» Dataset
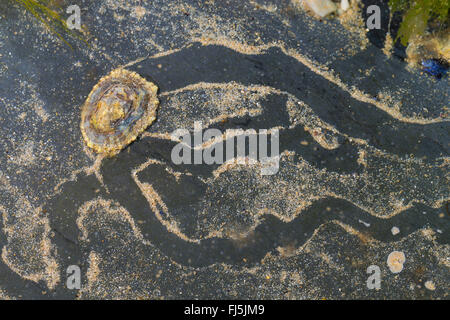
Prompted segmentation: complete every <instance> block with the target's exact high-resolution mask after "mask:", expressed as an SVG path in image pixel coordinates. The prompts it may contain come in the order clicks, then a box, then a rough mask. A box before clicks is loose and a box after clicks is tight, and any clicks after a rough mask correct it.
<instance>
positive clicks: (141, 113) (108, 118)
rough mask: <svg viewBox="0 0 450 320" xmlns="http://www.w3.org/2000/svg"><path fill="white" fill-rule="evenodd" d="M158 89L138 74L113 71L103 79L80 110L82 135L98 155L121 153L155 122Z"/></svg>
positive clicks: (155, 117)
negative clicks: (149, 125)
mask: <svg viewBox="0 0 450 320" xmlns="http://www.w3.org/2000/svg"><path fill="white" fill-rule="evenodd" d="M157 92H158V87H157V86H156V85H155V84H154V83H152V82H148V81H147V80H145V79H144V78H142V77H141V76H139V75H138V74H137V73H135V72H131V71H128V70H125V69H116V70H113V71H112V72H111V73H110V74H109V75H107V76H105V77H103V78H101V79H100V81H99V82H98V83H97V84H96V85H95V86H94V88H93V89H92V91H91V92H90V93H89V96H88V98H87V99H86V102H85V103H84V105H83V107H82V110H81V125H80V127H81V133H82V135H83V138H84V140H85V142H86V144H87V145H88V147H90V148H92V149H93V150H94V151H95V152H97V153H102V154H105V155H107V156H113V155H115V154H117V153H119V152H120V150H122V149H123V148H124V147H126V146H127V145H128V144H130V143H131V142H133V141H134V140H136V138H137V137H138V136H139V135H140V134H141V133H142V132H143V131H144V130H145V129H146V128H147V127H148V126H149V125H150V124H151V123H152V122H153V121H155V119H156V110H157V108H158V105H159V100H158V98H157Z"/></svg>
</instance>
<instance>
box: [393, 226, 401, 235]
mask: <svg viewBox="0 0 450 320" xmlns="http://www.w3.org/2000/svg"><path fill="white" fill-rule="evenodd" d="M391 232H392V235H394V236H395V235H397V234H399V233H400V229H399V228H397V227H392V229H391Z"/></svg>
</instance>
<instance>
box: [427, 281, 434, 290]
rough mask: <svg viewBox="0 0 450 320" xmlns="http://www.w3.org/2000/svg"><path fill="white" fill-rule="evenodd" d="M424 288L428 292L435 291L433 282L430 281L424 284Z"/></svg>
mask: <svg viewBox="0 0 450 320" xmlns="http://www.w3.org/2000/svg"><path fill="white" fill-rule="evenodd" d="M425 288H427V289H428V290H431V291H434V290H436V286H435V285H434V282H433V281H431V280H428V281H426V282H425Z"/></svg>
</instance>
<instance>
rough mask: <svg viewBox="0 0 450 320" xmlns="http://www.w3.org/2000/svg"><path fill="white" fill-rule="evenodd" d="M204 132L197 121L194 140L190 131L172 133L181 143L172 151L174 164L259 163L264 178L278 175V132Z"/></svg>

» Problem
Could you write out all the entries again with each "rough mask" changed to "coarse mask", keeping everything else the same and leaving out the pictures?

» Reply
Prompted segmentation: complete every <instance> block with the target's exact high-resolution mask after "mask:", expressed as an SVG path in image pixel coordinates. The prompts it may contain come in the order clicks, then a box, then a coarse mask. A box before clicks is loose and a box after clicks is tight, and any clicks after a coarse mask correct it.
<instance>
positive clicks: (141, 113) (108, 118)
coarse mask: <svg viewBox="0 0 450 320" xmlns="http://www.w3.org/2000/svg"><path fill="white" fill-rule="evenodd" d="M158 89L138 74L113 71L103 79L80 110L82 135L98 155L121 153L155 122Z"/></svg>
positive clicks: (155, 117)
negative clicks: (149, 125)
mask: <svg viewBox="0 0 450 320" xmlns="http://www.w3.org/2000/svg"><path fill="white" fill-rule="evenodd" d="M157 92H158V87H157V86H156V85H155V84H154V83H152V82H148V81H147V80H145V79H144V78H142V77H141V76H139V75H138V74H137V73H135V72H131V71H128V70H125V69H116V70H113V71H112V72H111V73H110V74H109V75H107V76H105V77H103V78H101V79H100V81H99V82H98V83H97V84H96V85H95V86H94V88H93V89H92V91H91V92H90V93H89V96H88V98H87V99H86V102H85V103H84V105H83V107H82V110H81V125H80V127H81V133H82V135H83V138H84V140H85V142H86V144H87V145H88V147H90V148H92V149H93V150H94V151H95V152H97V153H102V154H105V155H107V156H113V155H115V154H117V153H119V152H120V150H122V149H123V148H124V147H126V146H127V145H128V144H130V143H131V142H133V141H134V140H136V138H137V137H138V136H139V135H140V134H141V133H142V132H143V131H144V130H145V129H146V128H147V127H148V126H149V125H150V124H151V123H152V122H153V121H155V119H156V110H157V108H158V105H159V100H158V98H157Z"/></svg>
</instance>
<instance>
box: [393, 226, 401, 235]
mask: <svg viewBox="0 0 450 320" xmlns="http://www.w3.org/2000/svg"><path fill="white" fill-rule="evenodd" d="M391 232H392V235H394V236H395V235H397V234H399V233H400V229H399V228H397V227H392V229H391Z"/></svg>
</instance>
<instance>
box: [427, 281, 434, 290]
coarse mask: <svg viewBox="0 0 450 320" xmlns="http://www.w3.org/2000/svg"><path fill="white" fill-rule="evenodd" d="M424 288L428 292L435 291L433 282L430 281L424 284Z"/></svg>
mask: <svg viewBox="0 0 450 320" xmlns="http://www.w3.org/2000/svg"><path fill="white" fill-rule="evenodd" d="M425 288H427V289H428V290H431V291H434V290H436V286H435V285H434V282H433V281H431V280H428V281H426V282H425Z"/></svg>
</instance>
<instance>
coarse mask: <svg viewBox="0 0 450 320" xmlns="http://www.w3.org/2000/svg"><path fill="white" fill-rule="evenodd" d="M204 132L197 121L194 140L190 131L172 133L181 143L172 151L174 164L259 163L264 178L278 175V132Z"/></svg>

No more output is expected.